[Referring expression grounding data]
+ + + + + + +
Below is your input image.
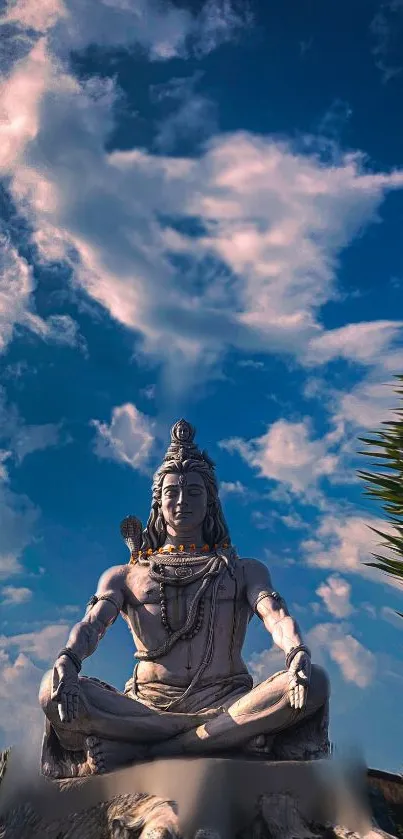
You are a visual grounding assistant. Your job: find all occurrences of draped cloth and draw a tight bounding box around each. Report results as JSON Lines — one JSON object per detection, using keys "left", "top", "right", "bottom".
{"left": 124, "top": 667, "right": 254, "bottom": 714}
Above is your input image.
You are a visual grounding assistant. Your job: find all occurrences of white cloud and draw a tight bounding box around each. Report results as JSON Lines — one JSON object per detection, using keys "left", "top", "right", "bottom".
+ + + + + + +
**REQUIREMENT:**
In your copy, every entry above must match word for word, and no picture may appear.

**WORKED SOLUTION:**
Below is your input image.
You are a visual grounding assistant. Your job: find all occurrences of draped cloth and draw a tight bounding box around each. Report results as JSON Lines — one JSON object per detection, using keys "left", "top", "right", "bottom".
{"left": 124, "top": 667, "right": 254, "bottom": 714}
Above is your input image.
You are a visual grounding assistant. Your job: find all occurrences of white cloud and draw a tight bounding box around each. Report results as JSON Lines — one JSON object per detection, using keys "left", "top", "right", "bottom".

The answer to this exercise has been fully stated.